THE INPUT:
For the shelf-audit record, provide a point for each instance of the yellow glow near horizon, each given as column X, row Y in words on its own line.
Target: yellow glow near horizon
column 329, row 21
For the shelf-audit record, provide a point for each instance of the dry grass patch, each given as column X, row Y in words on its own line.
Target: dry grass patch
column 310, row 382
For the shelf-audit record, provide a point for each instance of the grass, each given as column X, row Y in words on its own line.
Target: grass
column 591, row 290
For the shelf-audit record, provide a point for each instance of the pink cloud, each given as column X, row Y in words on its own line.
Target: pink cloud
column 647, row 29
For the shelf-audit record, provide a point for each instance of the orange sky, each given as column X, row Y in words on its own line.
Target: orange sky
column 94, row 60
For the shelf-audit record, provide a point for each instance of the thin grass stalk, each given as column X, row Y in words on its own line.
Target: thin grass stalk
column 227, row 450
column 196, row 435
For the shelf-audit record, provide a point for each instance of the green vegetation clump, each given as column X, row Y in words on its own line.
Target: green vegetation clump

WHAT NEEDS TO BE DONE: Rewrite all of the records with "shelf-audit" changed to "field-audit" everywhere it occurs and everything else unchanged.

EXERCISE RESPONSE:
For the field-audit record, provide a point for each instance of the yellow glow near horizon, each given as column X, row Y in words on its own line.
Target: yellow glow near horizon
column 329, row 21
For the field-audit record, provide a point for each instance of the dry grass patch, each given as column X, row Y in words on its own line.
Target: dry grass patch
column 310, row 382
For the field-audit record, provide a point for each instance of the grass, each given as column X, row Y in words on its own line.
Target: grass
column 591, row 290
For the field-audit record, provide a point for each instance of the pink cloud, each given as column X, row Y in words on its own line.
Target: pink cloud
column 647, row 29
For the field-audit record, provide a point for each instance of the orange sky, each given as column X, row Y in words on its own line.
Target: orange sky
column 94, row 60
For the field-audit record, provide a point for each instance of the thin grass stalk, each given as column X, row Y in words on its own line.
Target: thin grass stalk
column 227, row 450
column 196, row 435
For the field-audit record, provide a point for each instance of the green vegetation clump, each given as column X, row Y in words on its own line.
Target: green vegetation clump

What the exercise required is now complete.